» Exercise requirements
Within the data that follows, set down exactly the lines from the one containing "Mark a point on each instance of the red batting" through the one containing "Mark a point on each instance of the batter", both ends included.

Point localization data:
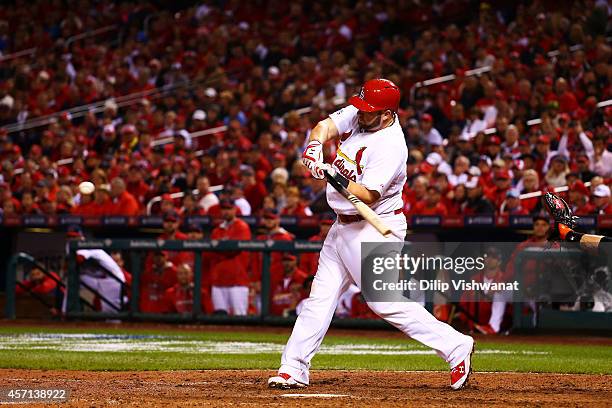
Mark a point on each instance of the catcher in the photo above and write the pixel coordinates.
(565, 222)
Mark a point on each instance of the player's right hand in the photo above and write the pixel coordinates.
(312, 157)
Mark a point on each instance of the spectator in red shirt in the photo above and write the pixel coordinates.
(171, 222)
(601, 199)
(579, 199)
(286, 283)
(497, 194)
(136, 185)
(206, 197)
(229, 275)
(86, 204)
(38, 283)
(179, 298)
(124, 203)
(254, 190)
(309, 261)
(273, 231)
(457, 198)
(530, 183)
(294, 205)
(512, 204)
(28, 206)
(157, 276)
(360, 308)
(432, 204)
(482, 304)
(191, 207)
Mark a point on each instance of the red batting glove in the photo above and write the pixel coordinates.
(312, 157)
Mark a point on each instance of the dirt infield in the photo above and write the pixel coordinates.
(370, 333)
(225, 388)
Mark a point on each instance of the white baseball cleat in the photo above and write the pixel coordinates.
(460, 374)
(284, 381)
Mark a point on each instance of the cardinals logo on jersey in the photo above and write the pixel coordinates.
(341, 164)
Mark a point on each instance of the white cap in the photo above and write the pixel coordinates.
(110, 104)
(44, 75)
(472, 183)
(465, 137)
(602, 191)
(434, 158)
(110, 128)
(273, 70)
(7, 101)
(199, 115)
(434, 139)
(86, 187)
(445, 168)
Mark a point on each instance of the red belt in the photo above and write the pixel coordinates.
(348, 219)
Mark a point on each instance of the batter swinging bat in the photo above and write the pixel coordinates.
...
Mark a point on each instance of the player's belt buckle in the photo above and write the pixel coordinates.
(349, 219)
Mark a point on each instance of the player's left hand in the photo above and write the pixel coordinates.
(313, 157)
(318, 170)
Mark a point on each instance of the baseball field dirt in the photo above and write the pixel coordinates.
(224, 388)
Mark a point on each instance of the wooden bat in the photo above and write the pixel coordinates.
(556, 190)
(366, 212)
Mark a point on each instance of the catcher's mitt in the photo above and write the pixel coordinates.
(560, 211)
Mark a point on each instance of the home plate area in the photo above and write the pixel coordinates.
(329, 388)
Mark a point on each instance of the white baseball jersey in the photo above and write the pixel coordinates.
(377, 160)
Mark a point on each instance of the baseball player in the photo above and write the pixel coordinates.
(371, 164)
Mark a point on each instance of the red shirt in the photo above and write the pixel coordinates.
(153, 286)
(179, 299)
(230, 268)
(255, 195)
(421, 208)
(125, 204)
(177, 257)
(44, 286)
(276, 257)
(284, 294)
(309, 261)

» Worked solution
Mark a point on each instance of the red batting glove in the photo above and write the pixel coordinates.
(312, 157)
Mark a point on each instance of the dirt infield in the photo above and write the pixel coordinates.
(370, 333)
(225, 388)
Mark a point on each instance of the white baseball cleat in the photo above and write the pixel coordinates.
(460, 374)
(284, 381)
Mark a point on each instance of the cardinals logo on jersey in the photo above and write the pixel coordinates.
(341, 164)
Mark a point on each instance of the white cap in the photo above and write the pixel coordinates.
(110, 104)
(44, 75)
(472, 183)
(465, 137)
(602, 191)
(434, 158)
(110, 128)
(273, 70)
(7, 101)
(199, 115)
(434, 139)
(86, 187)
(445, 168)
Mark a point on each instance of the red belt in the photo above and write the pixel coordinates.
(348, 219)
Mark a point on each instance of the batter swinging bat in the photo above and write the pixel coordinates.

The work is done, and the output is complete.